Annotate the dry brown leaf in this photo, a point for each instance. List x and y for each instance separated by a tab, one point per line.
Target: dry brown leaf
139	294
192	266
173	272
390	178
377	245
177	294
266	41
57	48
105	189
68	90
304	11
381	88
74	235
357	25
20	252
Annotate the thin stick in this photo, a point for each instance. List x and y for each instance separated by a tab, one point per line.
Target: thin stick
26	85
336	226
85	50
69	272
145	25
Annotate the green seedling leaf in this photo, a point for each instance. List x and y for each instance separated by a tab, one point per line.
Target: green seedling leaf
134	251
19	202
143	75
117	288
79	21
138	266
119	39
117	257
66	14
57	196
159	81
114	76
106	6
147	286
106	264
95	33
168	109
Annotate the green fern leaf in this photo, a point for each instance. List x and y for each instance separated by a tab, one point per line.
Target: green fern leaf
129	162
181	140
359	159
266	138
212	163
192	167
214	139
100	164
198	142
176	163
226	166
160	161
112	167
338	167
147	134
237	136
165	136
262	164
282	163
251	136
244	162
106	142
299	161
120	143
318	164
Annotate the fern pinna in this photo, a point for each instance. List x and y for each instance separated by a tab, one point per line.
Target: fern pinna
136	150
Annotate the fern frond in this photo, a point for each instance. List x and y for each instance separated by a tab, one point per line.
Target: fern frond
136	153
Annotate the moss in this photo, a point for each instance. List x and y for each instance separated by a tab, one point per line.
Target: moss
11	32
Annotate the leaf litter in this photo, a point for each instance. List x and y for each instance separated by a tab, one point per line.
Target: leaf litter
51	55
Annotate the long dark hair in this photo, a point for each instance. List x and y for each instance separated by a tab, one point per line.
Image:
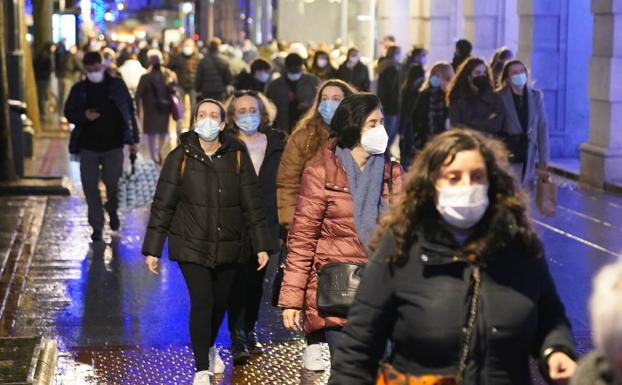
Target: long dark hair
415	209
460	86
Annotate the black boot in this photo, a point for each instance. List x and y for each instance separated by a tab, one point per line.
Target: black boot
254	346
238	348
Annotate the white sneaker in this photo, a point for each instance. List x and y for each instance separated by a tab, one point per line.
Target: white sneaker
216	365
203	377
313	359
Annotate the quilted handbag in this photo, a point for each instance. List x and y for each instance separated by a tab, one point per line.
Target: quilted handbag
137	186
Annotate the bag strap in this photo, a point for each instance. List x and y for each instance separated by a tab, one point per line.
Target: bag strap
471	322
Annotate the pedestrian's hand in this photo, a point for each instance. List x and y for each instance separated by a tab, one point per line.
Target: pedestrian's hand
152	264
291	319
262	259
561	367
91	114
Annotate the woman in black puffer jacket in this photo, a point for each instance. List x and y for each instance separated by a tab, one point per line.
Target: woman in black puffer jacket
208	200
459	282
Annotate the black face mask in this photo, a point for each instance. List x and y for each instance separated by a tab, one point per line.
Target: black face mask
481	82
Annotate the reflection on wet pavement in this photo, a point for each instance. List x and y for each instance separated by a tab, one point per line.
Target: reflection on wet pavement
117	324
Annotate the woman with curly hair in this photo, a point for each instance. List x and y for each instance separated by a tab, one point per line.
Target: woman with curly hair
471	99
459	282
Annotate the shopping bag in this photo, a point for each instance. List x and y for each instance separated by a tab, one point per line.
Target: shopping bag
137	185
546	194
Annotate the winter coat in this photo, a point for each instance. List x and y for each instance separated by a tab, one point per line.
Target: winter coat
267	180
205	206
186	69
323	231
153	100
278	91
358	75
389	86
131	72
537	133
421	119
213	76
75	108
474	112
297	156
594	369
422	307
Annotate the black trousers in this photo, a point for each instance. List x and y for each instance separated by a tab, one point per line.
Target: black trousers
209	291
245	299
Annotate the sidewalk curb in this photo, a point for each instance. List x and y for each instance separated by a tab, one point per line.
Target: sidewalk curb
612	187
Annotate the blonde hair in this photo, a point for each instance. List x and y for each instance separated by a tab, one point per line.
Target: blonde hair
606	311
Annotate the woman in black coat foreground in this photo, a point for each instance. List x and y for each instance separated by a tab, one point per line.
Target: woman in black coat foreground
458	282
207	200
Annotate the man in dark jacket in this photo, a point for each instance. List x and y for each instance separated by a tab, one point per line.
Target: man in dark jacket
292	93
213	75
354	72
185	65
103	112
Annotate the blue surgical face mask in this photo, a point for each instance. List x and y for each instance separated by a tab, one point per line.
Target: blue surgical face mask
207	129
248	123
435	81
327	109
519	80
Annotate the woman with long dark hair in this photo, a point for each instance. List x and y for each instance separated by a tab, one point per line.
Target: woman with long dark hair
471	98
249	119
459	281
207	199
341	199
525	129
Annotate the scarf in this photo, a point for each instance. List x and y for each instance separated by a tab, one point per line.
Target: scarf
366	189
436	113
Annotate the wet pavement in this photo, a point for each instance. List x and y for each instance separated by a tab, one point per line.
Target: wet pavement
117	324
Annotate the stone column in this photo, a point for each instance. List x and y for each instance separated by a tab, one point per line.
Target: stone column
435	25
484	26
601	156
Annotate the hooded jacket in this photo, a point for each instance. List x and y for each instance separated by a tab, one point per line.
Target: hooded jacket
323	231
206	207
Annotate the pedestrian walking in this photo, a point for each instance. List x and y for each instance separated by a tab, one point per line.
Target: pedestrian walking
462	51
102	110
497	63
208	197
292	93
525	129
322	67
472	101
258	77
185	64
458	282
602	366
341	198
43	65
353	71
430	115
213	74
131	71
409	92
153	100
249	120
389	89
306	145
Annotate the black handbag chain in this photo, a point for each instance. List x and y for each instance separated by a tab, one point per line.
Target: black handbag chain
468	335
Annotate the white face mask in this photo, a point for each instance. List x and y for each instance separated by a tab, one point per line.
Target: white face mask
374	141
463	206
95	77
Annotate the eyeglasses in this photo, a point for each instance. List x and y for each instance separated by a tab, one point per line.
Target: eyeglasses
240	93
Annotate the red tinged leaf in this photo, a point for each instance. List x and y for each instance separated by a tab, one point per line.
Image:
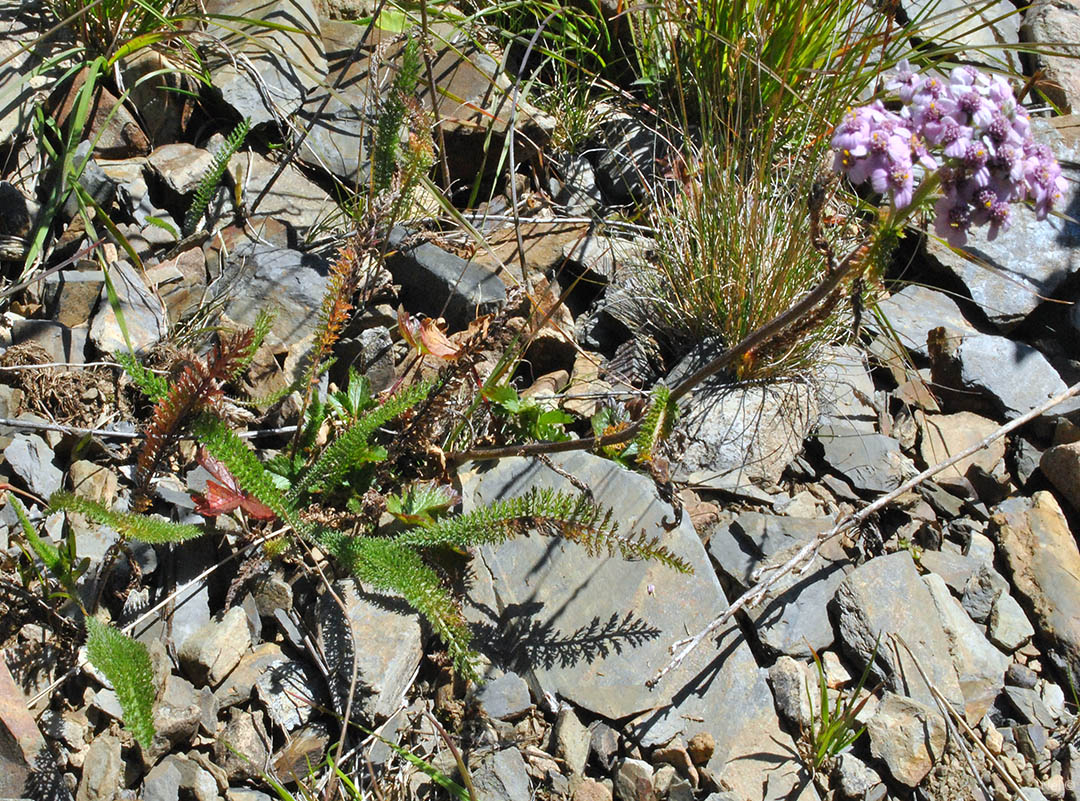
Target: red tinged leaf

> [Task requirements]
Exactly how many lines in the data above hold "tinged"? State that number only.

> [Your solution]
2